Records excerpted from a collection:
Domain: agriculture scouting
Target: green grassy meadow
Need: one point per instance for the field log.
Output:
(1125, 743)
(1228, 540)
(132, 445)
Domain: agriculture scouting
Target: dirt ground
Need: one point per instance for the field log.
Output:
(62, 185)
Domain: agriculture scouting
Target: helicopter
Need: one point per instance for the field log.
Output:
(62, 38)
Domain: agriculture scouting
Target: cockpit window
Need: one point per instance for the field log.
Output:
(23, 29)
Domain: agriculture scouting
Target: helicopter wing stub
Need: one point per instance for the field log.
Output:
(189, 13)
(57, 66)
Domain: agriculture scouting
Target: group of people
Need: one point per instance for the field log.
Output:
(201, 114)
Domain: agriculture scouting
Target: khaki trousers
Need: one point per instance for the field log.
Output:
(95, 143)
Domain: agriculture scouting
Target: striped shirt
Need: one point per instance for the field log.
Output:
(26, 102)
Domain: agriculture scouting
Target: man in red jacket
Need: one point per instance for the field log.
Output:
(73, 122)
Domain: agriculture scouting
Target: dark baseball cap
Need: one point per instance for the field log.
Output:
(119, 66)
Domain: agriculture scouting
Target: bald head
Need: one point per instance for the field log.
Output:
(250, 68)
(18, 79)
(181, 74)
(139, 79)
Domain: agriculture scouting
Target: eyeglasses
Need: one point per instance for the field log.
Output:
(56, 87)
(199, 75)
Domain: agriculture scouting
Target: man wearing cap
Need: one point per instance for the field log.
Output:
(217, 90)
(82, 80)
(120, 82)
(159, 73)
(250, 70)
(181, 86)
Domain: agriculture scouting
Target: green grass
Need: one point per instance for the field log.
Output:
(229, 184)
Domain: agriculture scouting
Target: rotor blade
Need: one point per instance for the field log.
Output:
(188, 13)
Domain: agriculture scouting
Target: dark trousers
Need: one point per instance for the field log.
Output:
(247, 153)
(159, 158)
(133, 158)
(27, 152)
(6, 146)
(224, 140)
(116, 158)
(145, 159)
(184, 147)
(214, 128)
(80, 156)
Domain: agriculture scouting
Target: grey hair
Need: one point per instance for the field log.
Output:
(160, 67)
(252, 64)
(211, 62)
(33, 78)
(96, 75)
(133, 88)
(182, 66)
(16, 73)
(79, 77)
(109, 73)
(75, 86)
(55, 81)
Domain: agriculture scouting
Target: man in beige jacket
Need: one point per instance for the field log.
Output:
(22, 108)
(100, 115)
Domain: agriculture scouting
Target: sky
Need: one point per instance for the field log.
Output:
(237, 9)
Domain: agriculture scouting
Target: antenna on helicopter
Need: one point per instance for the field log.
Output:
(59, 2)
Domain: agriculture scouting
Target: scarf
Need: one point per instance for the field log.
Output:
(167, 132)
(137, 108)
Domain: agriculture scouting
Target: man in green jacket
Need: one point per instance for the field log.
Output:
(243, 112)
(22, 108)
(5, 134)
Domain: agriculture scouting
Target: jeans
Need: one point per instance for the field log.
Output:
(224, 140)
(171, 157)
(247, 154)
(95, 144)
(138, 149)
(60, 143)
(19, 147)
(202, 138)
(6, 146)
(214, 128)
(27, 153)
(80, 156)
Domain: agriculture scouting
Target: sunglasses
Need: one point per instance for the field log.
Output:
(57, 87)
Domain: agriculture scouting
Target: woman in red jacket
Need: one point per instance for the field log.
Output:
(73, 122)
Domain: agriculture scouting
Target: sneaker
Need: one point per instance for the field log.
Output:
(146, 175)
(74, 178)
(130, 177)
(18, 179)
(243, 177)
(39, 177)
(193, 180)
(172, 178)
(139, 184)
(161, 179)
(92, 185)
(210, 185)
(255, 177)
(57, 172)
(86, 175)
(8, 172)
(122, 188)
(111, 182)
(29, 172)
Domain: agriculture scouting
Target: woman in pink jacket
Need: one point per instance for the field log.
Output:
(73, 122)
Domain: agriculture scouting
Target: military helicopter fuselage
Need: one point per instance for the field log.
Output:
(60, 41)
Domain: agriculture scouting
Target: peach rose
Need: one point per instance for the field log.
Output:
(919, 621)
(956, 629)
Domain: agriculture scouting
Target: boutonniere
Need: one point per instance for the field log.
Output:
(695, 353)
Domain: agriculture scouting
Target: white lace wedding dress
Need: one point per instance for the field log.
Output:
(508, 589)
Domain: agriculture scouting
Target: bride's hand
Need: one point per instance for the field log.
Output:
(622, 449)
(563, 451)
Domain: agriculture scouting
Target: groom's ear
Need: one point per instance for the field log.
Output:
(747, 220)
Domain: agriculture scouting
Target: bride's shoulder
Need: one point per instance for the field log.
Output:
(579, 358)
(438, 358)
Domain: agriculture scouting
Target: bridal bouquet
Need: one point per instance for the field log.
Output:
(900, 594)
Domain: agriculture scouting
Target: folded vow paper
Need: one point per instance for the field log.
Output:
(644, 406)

WHAT YOU ARE ASKED TO DO:
Copy out each line of the records that holds the string "bride".

TASK ANSWER:
Target: bride's hand
Target: bride's shoulder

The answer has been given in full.